## [THE REQUEST]
Reproduce exactly the final portion of the data: every line from the one containing "Annotation task — mark the hand" through the last line, inclusive.

▬▬▬▬▬▬▬▬▬▬

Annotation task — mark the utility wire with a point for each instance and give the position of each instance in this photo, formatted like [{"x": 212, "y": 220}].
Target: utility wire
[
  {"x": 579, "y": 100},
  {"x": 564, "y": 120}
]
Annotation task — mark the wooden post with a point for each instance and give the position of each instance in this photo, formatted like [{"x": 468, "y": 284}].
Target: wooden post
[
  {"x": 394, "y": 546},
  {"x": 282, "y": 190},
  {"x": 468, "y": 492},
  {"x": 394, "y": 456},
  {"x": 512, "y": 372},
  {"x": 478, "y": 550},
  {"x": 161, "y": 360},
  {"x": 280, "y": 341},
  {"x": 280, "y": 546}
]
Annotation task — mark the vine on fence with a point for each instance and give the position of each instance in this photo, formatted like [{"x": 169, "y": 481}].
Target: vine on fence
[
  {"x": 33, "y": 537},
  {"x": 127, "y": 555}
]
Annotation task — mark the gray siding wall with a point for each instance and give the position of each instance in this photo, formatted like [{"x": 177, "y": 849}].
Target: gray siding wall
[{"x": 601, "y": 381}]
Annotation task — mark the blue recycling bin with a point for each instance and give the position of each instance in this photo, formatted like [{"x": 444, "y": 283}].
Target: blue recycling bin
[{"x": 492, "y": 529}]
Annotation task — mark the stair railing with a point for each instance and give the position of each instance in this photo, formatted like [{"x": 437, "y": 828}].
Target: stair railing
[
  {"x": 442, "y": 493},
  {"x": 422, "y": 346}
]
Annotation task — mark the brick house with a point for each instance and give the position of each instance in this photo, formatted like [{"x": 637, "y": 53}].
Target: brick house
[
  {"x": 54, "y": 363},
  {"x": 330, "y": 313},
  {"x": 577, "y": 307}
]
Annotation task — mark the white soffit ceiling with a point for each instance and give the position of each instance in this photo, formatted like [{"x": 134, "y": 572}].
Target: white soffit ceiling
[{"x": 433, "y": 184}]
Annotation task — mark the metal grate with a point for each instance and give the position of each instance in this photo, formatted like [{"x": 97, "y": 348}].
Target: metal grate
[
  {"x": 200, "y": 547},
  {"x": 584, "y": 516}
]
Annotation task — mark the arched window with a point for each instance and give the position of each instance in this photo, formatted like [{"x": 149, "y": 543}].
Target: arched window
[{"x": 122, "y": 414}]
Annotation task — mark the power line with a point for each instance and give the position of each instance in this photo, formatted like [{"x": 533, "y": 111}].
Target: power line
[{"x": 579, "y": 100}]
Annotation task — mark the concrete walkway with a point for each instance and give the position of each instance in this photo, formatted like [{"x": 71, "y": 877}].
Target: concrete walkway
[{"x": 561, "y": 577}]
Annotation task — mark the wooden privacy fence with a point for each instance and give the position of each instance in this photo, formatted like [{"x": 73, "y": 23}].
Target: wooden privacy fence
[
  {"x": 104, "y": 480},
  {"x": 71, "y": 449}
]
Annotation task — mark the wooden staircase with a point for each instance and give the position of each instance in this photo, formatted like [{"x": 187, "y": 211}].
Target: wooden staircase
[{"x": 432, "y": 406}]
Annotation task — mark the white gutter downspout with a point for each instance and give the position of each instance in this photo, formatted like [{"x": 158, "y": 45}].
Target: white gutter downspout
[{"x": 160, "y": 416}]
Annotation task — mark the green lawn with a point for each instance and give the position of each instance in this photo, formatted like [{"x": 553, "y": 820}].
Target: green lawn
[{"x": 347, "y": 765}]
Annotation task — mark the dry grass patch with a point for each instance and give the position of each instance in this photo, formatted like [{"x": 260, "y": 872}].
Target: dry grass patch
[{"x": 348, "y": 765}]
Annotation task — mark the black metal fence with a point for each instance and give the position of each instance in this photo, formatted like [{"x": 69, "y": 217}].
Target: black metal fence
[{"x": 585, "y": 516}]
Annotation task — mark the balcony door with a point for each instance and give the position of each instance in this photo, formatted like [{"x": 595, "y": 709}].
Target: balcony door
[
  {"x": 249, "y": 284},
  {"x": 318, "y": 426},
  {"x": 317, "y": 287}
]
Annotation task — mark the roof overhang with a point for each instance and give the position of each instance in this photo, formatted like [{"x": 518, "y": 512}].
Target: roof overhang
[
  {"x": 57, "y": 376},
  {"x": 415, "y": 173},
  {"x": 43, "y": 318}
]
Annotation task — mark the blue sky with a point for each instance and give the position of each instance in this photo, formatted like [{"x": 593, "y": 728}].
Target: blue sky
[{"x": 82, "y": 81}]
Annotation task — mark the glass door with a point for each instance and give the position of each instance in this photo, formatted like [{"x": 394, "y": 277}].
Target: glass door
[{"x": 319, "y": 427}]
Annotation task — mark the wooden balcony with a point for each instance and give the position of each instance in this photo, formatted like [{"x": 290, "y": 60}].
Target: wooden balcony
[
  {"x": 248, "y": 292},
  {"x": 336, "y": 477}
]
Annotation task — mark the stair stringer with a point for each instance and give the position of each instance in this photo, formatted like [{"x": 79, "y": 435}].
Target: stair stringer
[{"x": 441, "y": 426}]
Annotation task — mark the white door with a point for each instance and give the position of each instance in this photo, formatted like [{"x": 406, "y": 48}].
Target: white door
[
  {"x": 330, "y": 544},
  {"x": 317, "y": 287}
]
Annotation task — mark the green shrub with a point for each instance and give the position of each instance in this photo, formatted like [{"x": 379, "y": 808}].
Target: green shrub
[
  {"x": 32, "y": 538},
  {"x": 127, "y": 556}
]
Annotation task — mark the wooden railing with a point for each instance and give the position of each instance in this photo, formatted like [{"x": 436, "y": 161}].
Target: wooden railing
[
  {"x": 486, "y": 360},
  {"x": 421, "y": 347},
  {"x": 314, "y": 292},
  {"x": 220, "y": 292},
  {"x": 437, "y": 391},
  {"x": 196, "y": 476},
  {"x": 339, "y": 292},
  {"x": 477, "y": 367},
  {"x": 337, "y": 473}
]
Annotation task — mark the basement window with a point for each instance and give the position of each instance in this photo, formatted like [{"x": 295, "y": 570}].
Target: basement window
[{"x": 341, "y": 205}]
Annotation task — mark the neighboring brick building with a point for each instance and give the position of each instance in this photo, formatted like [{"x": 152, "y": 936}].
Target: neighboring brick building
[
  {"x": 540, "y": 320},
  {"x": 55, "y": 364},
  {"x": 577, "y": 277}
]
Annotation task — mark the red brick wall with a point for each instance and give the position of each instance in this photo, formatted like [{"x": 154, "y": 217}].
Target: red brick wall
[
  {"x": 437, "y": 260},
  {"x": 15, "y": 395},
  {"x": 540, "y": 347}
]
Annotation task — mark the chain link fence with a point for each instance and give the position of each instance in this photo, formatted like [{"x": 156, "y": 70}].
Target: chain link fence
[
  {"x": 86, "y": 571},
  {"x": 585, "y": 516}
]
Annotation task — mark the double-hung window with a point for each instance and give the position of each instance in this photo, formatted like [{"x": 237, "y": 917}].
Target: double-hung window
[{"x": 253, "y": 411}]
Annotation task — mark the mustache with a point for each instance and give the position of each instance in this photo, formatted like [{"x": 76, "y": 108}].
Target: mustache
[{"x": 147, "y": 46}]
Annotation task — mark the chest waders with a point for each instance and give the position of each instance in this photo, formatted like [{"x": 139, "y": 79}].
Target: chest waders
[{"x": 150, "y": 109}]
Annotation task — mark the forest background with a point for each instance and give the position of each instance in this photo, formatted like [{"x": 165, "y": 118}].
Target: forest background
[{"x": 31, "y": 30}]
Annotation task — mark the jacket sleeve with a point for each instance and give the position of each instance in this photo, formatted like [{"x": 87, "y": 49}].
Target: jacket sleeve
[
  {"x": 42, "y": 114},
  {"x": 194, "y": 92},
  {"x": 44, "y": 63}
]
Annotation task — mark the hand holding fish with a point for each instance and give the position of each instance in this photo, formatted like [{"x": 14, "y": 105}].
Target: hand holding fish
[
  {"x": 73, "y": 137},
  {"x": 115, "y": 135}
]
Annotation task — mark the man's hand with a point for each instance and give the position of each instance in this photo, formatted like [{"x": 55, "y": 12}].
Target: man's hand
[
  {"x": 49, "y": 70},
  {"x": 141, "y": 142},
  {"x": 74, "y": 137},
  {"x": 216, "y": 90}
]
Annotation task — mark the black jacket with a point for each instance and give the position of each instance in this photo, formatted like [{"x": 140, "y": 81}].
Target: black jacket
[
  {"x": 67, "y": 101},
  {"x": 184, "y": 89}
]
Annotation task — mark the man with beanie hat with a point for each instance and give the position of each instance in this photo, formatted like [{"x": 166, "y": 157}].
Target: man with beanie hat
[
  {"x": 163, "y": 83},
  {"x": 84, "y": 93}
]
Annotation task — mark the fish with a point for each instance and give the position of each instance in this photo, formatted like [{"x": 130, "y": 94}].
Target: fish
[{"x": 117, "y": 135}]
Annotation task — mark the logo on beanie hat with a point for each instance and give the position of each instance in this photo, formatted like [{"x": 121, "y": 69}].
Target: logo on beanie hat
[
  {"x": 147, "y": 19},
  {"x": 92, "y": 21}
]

▬▬▬▬▬▬▬▬▬▬

## [EXERCISE RESULT]
Annotation task — mark the hand holding fish with a point for each instance and give the position of each instance in this photo, formatted like [{"x": 14, "y": 105}].
Target: hand holding fish
[
  {"x": 73, "y": 137},
  {"x": 115, "y": 135}
]
Annotation task — mark the man's hand with a point for each instance and give the position of each instance in this photo, formatted like [{"x": 55, "y": 12}].
Target: man's hand
[
  {"x": 49, "y": 70},
  {"x": 141, "y": 142},
  {"x": 74, "y": 137},
  {"x": 216, "y": 90}
]
Annotation task — mark the black jacket with a point for each instance and give the position of each instance in this photo, formatted like [{"x": 140, "y": 81}].
Target: black jacket
[
  {"x": 67, "y": 101},
  {"x": 184, "y": 89}
]
Annotation task — mark the man with beanie hat with a point for each instance and give the position of each instance in this photo, formatted like [{"x": 166, "y": 157}].
Target: man with beanie hat
[
  {"x": 163, "y": 83},
  {"x": 84, "y": 93}
]
Annotation task — mark the fish with a point for each instance and give the position of each instance in this photo, formatted like [{"x": 130, "y": 94}].
Target: fish
[{"x": 117, "y": 135}]
Annotation task — mark the logo on beanie hat with a point for each instance and give the position of each instance in this photo, formatted like [{"x": 121, "y": 69}].
Target: logo on beanie hat
[
  {"x": 147, "y": 19},
  {"x": 92, "y": 21}
]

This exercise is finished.